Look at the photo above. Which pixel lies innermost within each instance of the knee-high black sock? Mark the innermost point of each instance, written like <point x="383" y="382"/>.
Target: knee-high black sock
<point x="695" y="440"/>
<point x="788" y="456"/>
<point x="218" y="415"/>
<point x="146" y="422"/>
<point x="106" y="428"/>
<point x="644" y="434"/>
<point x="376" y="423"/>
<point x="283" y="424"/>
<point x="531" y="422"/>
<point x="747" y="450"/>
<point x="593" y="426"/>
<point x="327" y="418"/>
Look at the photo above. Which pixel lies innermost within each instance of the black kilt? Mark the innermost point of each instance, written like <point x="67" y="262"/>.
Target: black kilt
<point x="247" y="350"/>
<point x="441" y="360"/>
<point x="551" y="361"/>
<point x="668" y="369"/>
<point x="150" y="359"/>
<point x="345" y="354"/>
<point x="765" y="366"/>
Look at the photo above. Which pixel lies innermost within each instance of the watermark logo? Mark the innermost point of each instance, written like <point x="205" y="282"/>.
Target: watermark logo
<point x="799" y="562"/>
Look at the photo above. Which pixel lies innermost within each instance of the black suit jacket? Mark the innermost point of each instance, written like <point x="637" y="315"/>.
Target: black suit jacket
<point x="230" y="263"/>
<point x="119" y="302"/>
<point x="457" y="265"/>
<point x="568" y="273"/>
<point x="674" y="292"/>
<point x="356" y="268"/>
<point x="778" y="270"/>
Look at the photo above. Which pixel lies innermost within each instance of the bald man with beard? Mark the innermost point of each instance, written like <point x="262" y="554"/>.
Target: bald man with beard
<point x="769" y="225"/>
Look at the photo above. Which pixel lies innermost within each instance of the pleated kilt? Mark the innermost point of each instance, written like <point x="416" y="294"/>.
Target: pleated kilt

━━━

__ABOUT THIS EXERCISE__
Could every record be printed again exactly as it reads?

__EXPECTED ANSWER__
Look at the photo above. Which pixel lies innermost within each instance of the knee-high black sock? Mark the innermost point of each instance, written like <point x="383" y="382"/>.
Target: knee-high black sock
<point x="695" y="440"/>
<point x="788" y="456"/>
<point x="218" y="415"/>
<point x="146" y="422"/>
<point x="106" y="428"/>
<point x="644" y="434"/>
<point x="376" y="423"/>
<point x="283" y="424"/>
<point x="531" y="422"/>
<point x="747" y="450"/>
<point x="593" y="426"/>
<point x="327" y="418"/>
Look at the photo above. Which pixel lies innermost within each instance of the black kilt? Mark the innermost point of each instance, written like <point x="67" y="262"/>.
Target: black kilt
<point x="247" y="350"/>
<point x="441" y="360"/>
<point x="551" y="361"/>
<point x="668" y="369"/>
<point x="150" y="359"/>
<point x="345" y="354"/>
<point x="765" y="366"/>
Look at the photo above. Which pixel lies innermost within each instance of the watermark logo? Mark the innermost point of each instance, written like <point x="205" y="282"/>.
Target: watermark logo
<point x="799" y="562"/>
Look at the photo above. Which pixel lies innermost within each instance of the black suit jacket? Mark the innermost point of each instance, written like <point x="637" y="315"/>.
Target: black suit jacket
<point x="230" y="263"/>
<point x="119" y="302"/>
<point x="457" y="265"/>
<point x="568" y="273"/>
<point x="674" y="292"/>
<point x="356" y="268"/>
<point x="778" y="270"/>
Look at the photo above. Which pixel lies innermost within each instance of the bald man with beard? Mark the innermost point of each instance, written like <point x="262" y="554"/>.
Target: bald man with beard
<point x="769" y="225"/>
Look at the photo above. Which pixel lies innermost within each instance of the pleated kilt? Mark the innermost point of each instance, written like <point x="416" y="294"/>.
Target: pleated kilt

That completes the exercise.